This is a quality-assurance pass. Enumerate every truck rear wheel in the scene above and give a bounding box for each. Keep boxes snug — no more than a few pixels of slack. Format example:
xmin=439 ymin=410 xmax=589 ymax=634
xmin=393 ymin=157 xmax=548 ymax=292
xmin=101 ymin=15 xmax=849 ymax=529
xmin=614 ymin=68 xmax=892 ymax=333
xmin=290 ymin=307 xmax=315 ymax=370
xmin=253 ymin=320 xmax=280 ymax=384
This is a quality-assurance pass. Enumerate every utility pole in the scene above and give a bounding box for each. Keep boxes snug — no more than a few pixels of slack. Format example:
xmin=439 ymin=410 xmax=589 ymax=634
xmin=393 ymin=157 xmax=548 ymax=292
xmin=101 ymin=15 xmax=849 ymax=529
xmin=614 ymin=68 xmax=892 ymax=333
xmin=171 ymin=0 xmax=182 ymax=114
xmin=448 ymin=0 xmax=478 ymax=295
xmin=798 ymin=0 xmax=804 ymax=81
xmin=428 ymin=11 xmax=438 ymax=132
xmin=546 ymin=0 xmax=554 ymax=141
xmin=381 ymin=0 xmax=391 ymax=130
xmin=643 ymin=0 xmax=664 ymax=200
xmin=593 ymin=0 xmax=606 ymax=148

____________

— WRITTEN REQUEST —
Count the lines in the records above that contain the string "pixels", treating uppercase and lowercase letters as distinct. Give only the number.

— REPLY —
2